== TESTO CITATO ==
__________

D’ AGOSTINO E VISINTIN ASCOLTATI IN CONSIGLIO REGIONALE: IL PORTO DI TRIESTE ALZA LA VOCE E CHIEDE AL GOVERNO IL RICONOSCIMENTO DELLA EXTRADOGANALITA’ – EPOCALE: TUTTI D’ ACCORDO! – Per la prima volta un alto funzionario pubblico parla senza peli sulla lingua: “L'ostacolo più insidioso non è Bruxelles ma Roma” e “l'ufficio legislativo del ministero per l'Economia e le Finanze (Mef) non riconosce l'extraterritorialità doganale di Trieste perché non riesce a interpretare il fatto che un trattato internazionale deve essere rispettato” (Zeno D’Agostino) - Non meraviglia che abbiano cercato di farlo fuori e che sia stato rimesso al suo posto a furor di popolo.



Il porto alza la voce e chiede al governo che lo speciale regime di porto franco dello scalo giuliano, derivante dall’applicazione dell’allegato VIII del Trattato di Pace di Parigi del 1947, venga correttamente comunicato a Bruxelles affinché Trieste venga aggiunta alla lista dei dieci punti extradoganali dell’Unione Europea già esistenti.

E’ la conferma che sul boicottaggio italiano del Porto Franco di Trieste avevano sempre avuto ragione i movimenti autonomisti e indipendentisti per non parlare dei portuali del CLPT che rivendicano l' applicazione dell' Allegato VIII.

"Lo Stato italiano, nell'ambito della sua comunicazione a Bruxelles relativa ai territori extra doganali, si è dimenticato di dire che esiste il porto franco di Trieste. E anche di aggiungere che ha tutti i requisiti in regola per essere presente nella lista. Una dimenticanza che non fa bene alla città e all'intero Friuli Venezia Giulia, ma anche un autentico problema politico: abbiamo la legge dalla nostra parte e persino un trattato internazionale che dice che l'Italia deve farsi viva a Bruxelles per ovviare alla sua omissione".Lo ha affermato  il presidente dell'Autorità di sistema portuale del mare Adriatico orientale, Zeno D'Agostino, davanti alla I e alla IV Commissione consiliare, riunite in presenza a Trieste nell'emiciclo di piazza Oberdan.

__________

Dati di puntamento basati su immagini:

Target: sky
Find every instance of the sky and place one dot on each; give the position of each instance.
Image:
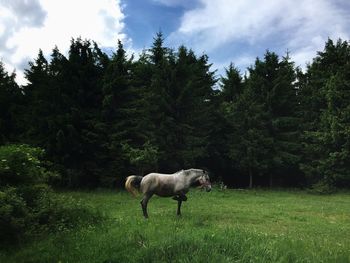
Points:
(228, 31)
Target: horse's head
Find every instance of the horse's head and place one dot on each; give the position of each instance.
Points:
(205, 181)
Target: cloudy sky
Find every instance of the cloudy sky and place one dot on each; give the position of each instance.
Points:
(227, 30)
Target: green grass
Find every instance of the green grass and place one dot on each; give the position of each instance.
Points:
(220, 226)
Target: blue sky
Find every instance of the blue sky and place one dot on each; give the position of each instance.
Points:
(226, 30)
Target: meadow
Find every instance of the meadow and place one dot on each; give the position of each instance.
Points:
(220, 226)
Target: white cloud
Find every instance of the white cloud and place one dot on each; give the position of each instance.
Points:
(300, 26)
(55, 25)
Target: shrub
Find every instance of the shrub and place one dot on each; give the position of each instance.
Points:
(28, 205)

__________

== ESERCIZIO ==
Riporta parola per parola il brano del testo sul porto di Trieste che comincia con "Il porto alza la" e prosegue fino a "dell' Allegato VIII.".

== RISPOSTA ==
Il porto alza la voce e chiede al governo che lo speciale regime di porto franco dello scalo giuliano, derivante dall’applicazione dell’allegato VIII del Trattato di Pace di Parigi del 1947, venga correttamente comunicato a Bruxelles affinché Trieste venga aggiunta alla lista dei dieci punti extradoganali dell’Unione Europea già esistenti.

E’ la conferma che sul boicottaggio italiano del Porto Franco di Trieste avevano sempre avuto ragione i movimenti autonomisti e indipendentisti per non parlare dei portuali del CLPT che rivendicano l' applicazione dell' Allegato VIII.